Saved entries
....................

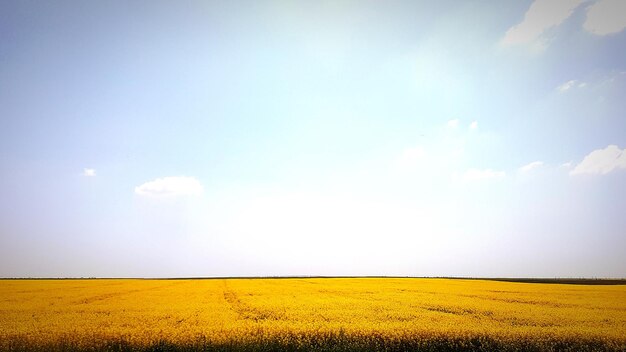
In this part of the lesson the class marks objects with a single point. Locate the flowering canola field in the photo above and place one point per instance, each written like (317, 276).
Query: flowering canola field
(339, 314)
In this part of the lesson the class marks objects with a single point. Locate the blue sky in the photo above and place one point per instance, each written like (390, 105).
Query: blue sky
(313, 138)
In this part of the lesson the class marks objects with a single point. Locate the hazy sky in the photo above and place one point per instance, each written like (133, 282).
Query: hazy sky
(423, 138)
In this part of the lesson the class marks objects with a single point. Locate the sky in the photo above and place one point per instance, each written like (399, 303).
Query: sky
(236, 138)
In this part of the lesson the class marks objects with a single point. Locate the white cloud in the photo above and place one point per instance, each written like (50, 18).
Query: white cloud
(569, 85)
(476, 174)
(541, 16)
(89, 172)
(606, 17)
(531, 166)
(170, 187)
(602, 161)
(453, 123)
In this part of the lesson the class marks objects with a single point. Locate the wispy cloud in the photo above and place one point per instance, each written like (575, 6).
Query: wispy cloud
(606, 17)
(531, 166)
(486, 174)
(541, 16)
(602, 161)
(170, 187)
(569, 85)
(89, 172)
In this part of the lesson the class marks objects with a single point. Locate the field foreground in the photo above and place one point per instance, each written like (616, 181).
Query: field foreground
(329, 314)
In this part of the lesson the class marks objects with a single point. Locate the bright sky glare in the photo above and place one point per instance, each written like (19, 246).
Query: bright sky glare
(420, 138)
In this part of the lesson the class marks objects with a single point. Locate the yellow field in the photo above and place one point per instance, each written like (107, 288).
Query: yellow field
(310, 314)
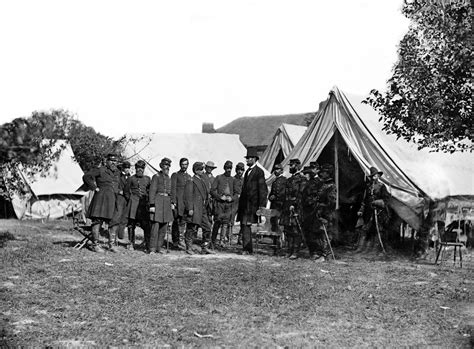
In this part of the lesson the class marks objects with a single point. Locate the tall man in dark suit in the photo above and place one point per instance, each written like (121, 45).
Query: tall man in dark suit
(178, 182)
(104, 181)
(161, 206)
(254, 195)
(277, 194)
(196, 203)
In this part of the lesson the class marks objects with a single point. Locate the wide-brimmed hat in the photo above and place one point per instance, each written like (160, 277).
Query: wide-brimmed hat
(277, 167)
(197, 166)
(308, 169)
(112, 157)
(140, 164)
(211, 164)
(165, 161)
(374, 171)
(252, 153)
(327, 168)
(124, 165)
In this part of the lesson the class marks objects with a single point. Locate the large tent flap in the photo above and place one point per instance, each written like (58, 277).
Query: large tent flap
(413, 177)
(216, 147)
(284, 140)
(54, 193)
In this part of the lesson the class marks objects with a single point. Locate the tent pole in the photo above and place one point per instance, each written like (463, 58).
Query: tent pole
(336, 179)
(336, 167)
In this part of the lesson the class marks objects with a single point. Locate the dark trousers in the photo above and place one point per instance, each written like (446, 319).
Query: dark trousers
(246, 232)
(145, 225)
(157, 236)
(177, 229)
(192, 228)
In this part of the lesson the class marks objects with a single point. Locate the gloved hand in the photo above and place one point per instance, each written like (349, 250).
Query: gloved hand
(378, 203)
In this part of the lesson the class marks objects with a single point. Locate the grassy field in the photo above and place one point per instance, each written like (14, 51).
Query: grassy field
(54, 295)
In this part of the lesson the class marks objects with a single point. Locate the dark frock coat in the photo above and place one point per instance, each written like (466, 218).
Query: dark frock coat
(223, 186)
(136, 192)
(196, 198)
(277, 193)
(253, 196)
(103, 203)
(160, 197)
(120, 215)
(293, 190)
(178, 182)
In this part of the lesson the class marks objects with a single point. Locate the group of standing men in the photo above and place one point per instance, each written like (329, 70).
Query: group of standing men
(184, 201)
(305, 202)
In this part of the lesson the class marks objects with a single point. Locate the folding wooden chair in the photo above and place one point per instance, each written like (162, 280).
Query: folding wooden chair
(85, 230)
(450, 238)
(264, 232)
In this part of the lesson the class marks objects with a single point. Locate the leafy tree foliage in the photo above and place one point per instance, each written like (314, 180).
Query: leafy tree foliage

....................

* **About this task**
Reproduce the entries above exactly, without images.

* **Solved exercise**
In this part of the lesson the class marks objects with a single point. Locate the flowering canola field in the photo above and place one point per instance, each written like (317, 276).
Query: flowering canola field
(339, 314)
In this part of the lesson the class marks objects with a single point. Locate the blue sky in the photo above and place one point per instance, each written like (390, 105).
Query: blue sky
(313, 138)
In this part of the lesson the class marks objects with a single point. Locate the hazy sky in the photo above and place one point per instance, each written like (133, 282).
Query: hazy sky
(423, 138)
In this part of the lesson the class marks objects with a single point. Locate the sky in the photo above and place one point per instance, each written like (399, 303).
Query: sky
(236, 138)
In this part of the lesson the class marks objects with a single point. Locate the white cloud in the photo above and place one point per instance, each written like (50, 18).
Query: white cloud
(569, 85)
(476, 174)
(541, 16)
(89, 172)
(606, 17)
(531, 166)
(170, 187)
(602, 161)
(453, 123)
In this part of the lesson the class marks objects with a single point. Locate the wispy cloud in the photo above and place one point per instance, each written like (575, 6).
Query: wispy cloud
(606, 17)
(531, 166)
(486, 174)
(541, 16)
(602, 161)
(170, 187)
(569, 85)
(89, 172)
In this part of the lesson the class marks objects with a single point. Locate the field foreground in the photo above and place one point per instance, each written like (616, 181).
Query: field foreground
(329, 314)
In this part of the lesson the class marks objects with a single point. Locate the bright sky glare in the photo above and place one point per instance, each written like (19, 246).
Query: bright sky glare
(420, 138)
In this part of the lesson the class marks objects with a single point. Locate the yellow field in the photo above and place one point per instance, each written like (107, 288).
Query: yellow field
(310, 314)
In this part of the lesson the class marks objects with a single point. Locate the tall man in dark suit in the photo above and place one point per instance, each written like (121, 45).
Query: tall man in dark suit
(178, 182)
(104, 181)
(161, 206)
(254, 195)
(277, 194)
(196, 203)
In this part of the lesson the class marks objects with a single point. Locate the wide-brimmed hat in the photo above and place one point per instance, each written like (160, 277).
Query: wide-brimmed hat
(277, 167)
(197, 166)
(308, 169)
(112, 157)
(140, 164)
(211, 164)
(165, 161)
(374, 171)
(252, 153)
(327, 168)
(124, 165)
In this part of the lesson the class marks objects with a single point. Locate the large tent flap in the photo above and place one point per instance, each written like (58, 277).
Query: large tent flap
(413, 177)
(216, 147)
(284, 140)
(54, 193)
In this part of the lesson the class marks objects with a single point. Locate the tent pole in the photo above and place one point per instance, each written like (463, 58).
Query: tent pole
(336, 179)
(336, 167)
In this part of the lesson the class marks objects with a single point. Locate the dark trousers in the photo above and place one point per instance, each written like (446, 319).
Query: dark trousers
(246, 232)
(145, 225)
(157, 236)
(177, 229)
(192, 228)
In this part of the lesson the class marks objects with a single point. Locate the gloved hand in the photo above and place one point per instance, each written like (349, 250).
Query: gloved hand
(378, 203)
In this part of the lesson the class marks objects with a single point. Locate the grassy field in the photo above and place one point per instance, each written like (14, 51).
Query: grassy field
(54, 295)
In this part of the lesson the class marks objects with a single point. Locate the dark frock coat in the photo above and place one point per instance, each written like (466, 218).
Query: dark frock coat
(223, 186)
(136, 192)
(196, 198)
(277, 193)
(253, 196)
(103, 203)
(160, 197)
(120, 215)
(293, 190)
(178, 182)
In this part of the lesson the class marks objects with a single point. Locate the group of standing men in the photo above and place one point per instance, each written like (329, 70).
Query: group of standing men
(184, 201)
(305, 202)
In this part of the lesson the class marks objects with a single point. Locate the folding wooden chair in the photo above and place one point per instance, each written like (162, 280).
Query: folding wooden chair
(85, 230)
(450, 238)
(264, 232)
In this part of the lesson the class marks objects with a single point. Locate the leafy tree foliage in the photo above and place one point per instance, each written like (314, 180).
Query: leafy tree foliage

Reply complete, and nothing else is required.